**TRAVAIL À FAIRE**
• 1. Relevez tous les types de limitations mentionnés dans le texte sur l’accessibilité numérique.
• 2. D’après le texte sur l’accessibilité numérique, que signifie le sigle TIC ?
• 3. Écrivez la suite du texte sur l’accessibilité numérique à partir de sa dernière phrase.

**TEXTE CHOISI**
□ □ □

L’accessibilité numérique en France en 2024 : cadre législatif et perspectives
L’accessibilité numérique désigne l’ensemble des pratiques et normes visant à rendre les technologies de l’information et de la communication (TIC) accessibles à toutes les personnes, y compris celles en situation de handicap.
Cela englobe la conception de sites web, d’applications mobiles, de documents numériques, et de produits électroniques de manière à ce qu’ils puissent être utilisés par des personnes ayant des limitations physiques, sensorielles, cognitives ou mentales. L’objectif est de garantir une égalité d’accès aux services numériques pour tous, en éliminant les barrières qui empêchent certaines personnes d’utiliser ces technologies de manière autonome.

□ □ □

**LIGNES**
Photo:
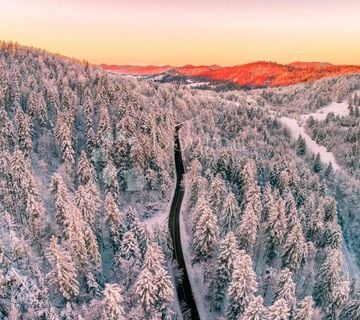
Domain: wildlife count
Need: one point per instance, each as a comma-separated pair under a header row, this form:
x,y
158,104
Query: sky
x,y
178,32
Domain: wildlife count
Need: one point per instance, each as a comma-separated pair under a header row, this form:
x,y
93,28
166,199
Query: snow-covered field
x,y
194,272
297,130
339,109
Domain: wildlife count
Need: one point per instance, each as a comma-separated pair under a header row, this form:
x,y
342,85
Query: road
x,y
183,289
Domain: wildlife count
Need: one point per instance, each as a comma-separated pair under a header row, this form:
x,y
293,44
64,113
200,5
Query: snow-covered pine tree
x,y
223,270
129,249
104,135
63,272
217,195
86,204
247,231
249,190
113,302
340,297
205,235
153,287
330,211
115,220
22,132
350,311
63,134
278,311
85,170
285,288
255,309
243,286
328,277
110,178
294,253
267,202
230,214
317,164
304,310
275,229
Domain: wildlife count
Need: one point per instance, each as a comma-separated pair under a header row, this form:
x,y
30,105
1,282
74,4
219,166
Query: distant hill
x,y
257,74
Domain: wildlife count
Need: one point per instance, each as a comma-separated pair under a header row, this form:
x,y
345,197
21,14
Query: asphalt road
x,y
183,289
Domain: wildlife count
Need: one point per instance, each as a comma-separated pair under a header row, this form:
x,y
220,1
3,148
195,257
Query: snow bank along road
x,y
350,265
183,289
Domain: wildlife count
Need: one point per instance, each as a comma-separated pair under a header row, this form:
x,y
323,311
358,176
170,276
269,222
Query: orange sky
x,y
177,32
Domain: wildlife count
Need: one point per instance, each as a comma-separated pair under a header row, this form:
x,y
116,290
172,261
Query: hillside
x,y
257,74
87,174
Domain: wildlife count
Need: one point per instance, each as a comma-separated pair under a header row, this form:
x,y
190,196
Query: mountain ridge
x,y
256,74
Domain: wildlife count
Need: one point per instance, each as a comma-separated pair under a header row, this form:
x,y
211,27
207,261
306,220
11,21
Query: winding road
x,y
183,289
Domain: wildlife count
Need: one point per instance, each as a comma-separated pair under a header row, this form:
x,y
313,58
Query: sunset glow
x,y
198,32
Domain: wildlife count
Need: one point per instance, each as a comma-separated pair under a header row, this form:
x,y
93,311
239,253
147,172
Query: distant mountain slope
x,y
256,74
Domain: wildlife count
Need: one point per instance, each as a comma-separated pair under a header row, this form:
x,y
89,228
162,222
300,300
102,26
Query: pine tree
x,y
278,311
205,236
249,190
113,302
248,229
223,271
115,220
317,165
242,288
267,202
350,311
340,297
285,287
275,229
129,249
217,194
63,134
63,271
87,204
294,249
141,235
332,236
328,277
254,310
301,146
85,170
104,135
292,216
110,178
92,248
304,311
153,287
22,132
330,211
230,213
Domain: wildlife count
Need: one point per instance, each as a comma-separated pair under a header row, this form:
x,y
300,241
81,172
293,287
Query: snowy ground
x,y
339,109
297,130
194,272
349,263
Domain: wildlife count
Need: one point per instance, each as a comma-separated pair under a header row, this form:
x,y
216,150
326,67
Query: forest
x,y
87,175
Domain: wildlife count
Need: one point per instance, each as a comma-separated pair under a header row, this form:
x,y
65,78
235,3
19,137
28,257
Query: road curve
x,y
183,289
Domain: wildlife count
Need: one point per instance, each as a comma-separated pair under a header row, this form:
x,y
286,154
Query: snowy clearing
x,y
297,130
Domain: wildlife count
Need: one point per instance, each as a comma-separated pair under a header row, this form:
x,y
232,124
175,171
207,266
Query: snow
x,y
349,262
195,272
296,130
339,109
197,84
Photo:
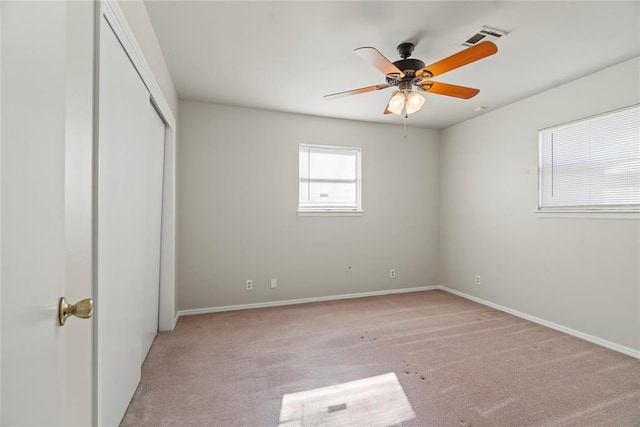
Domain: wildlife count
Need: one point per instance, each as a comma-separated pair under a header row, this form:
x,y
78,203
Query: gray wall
x,y
238,194
581,273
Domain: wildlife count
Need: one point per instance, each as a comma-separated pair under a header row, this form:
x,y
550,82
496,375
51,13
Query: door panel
x,y
155,167
33,211
122,222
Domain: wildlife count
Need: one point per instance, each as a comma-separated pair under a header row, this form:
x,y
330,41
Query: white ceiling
x,y
285,56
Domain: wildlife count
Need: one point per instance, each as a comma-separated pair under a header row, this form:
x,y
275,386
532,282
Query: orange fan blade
x,y
357,91
378,60
467,56
449,90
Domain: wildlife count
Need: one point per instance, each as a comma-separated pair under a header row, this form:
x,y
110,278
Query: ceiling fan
x,y
409,72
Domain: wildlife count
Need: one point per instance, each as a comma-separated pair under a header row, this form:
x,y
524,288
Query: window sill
x,y
329,213
589,214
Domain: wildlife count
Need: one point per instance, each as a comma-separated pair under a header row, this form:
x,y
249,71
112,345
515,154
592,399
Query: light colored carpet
x,y
441,360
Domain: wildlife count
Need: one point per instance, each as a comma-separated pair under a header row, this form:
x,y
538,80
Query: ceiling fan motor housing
x,y
408,66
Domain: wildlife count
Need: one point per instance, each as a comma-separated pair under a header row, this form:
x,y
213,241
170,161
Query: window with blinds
x,y
329,179
592,164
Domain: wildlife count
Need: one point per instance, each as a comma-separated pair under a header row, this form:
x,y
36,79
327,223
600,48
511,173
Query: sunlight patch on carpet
x,y
376,402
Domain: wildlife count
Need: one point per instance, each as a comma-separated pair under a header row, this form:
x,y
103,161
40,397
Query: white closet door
x,y
155,166
128,184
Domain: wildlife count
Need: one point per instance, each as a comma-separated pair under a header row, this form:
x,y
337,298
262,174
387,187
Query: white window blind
x,y
592,164
329,178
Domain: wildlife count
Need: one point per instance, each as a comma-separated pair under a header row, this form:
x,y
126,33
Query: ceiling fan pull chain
x,y
405,125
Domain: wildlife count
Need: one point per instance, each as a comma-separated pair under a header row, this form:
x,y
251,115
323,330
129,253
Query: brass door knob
x,y
82,309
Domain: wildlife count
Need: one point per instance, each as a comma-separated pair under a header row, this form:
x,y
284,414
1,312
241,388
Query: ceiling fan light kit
x,y
409,72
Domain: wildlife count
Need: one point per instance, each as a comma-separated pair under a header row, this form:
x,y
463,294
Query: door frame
x,y
115,18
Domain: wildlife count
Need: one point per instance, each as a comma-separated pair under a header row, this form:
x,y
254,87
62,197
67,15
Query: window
x,y
329,179
592,164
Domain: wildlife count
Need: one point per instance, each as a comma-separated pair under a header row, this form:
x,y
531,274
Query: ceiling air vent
x,y
484,34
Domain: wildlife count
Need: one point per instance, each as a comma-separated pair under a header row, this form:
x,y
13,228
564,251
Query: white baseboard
x,y
593,339
302,300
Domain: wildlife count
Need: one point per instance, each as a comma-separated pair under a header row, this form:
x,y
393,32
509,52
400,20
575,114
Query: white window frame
x,y
334,211
583,211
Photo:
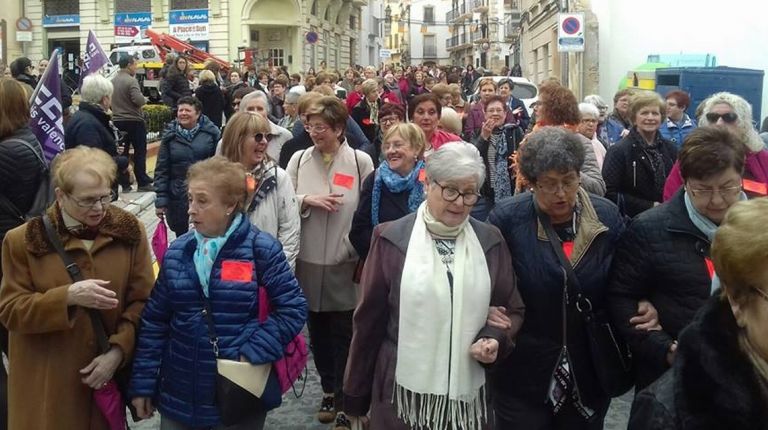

□ □ □

**RÉSULTATS**
• 1. Physiques, sensorielles, cognitives, mentales

• 2. Technologies de l’information et de la communication

• 3.
Rapide historique du cadre législatif
L’accessibilité numérique en France a commencé à prendre forme avec la loi du 11 février 2005 pour l’égalité des droits et des chances, la participation et la citoyenneté des personnes handicapées. Cette loi imposait pour la première fois aux services publics de rendre leurs sites web accessibles, cependant l’état à pris son temps pour faire appliquer ce premier cadre législatif puisque le décret qui à permis d’appliquer cette loi est sortie en 2009.
En 2018, l’ordonnance du 26 septembre a marqué une étape cruciale en transposant la directive européenne 2016/2102, renforçant ainsi ces obligations et les étendant aux applications mobiles.
L’état actuel du cadre législatif
Plus récemment, la directive européenne (UE) 2019/882 a élargi ces exigences aux produits et services numériques du secteur privé, introduisant des normes plus strictes qui doivent être respectées d’ici 2025.
Le cadre législatif actuel en France est structuré autour de plusieurs textes récents, notamment l’ordonnance n° 2023-456 du 5 juin 2023 et le décret n° 2023-491 du 28 juin 2023. Ces textes transposent la directive européenne 2019/882 et fixent des obligations précises pour les organismes publics et privés concernant l’accessibilité des services numériques.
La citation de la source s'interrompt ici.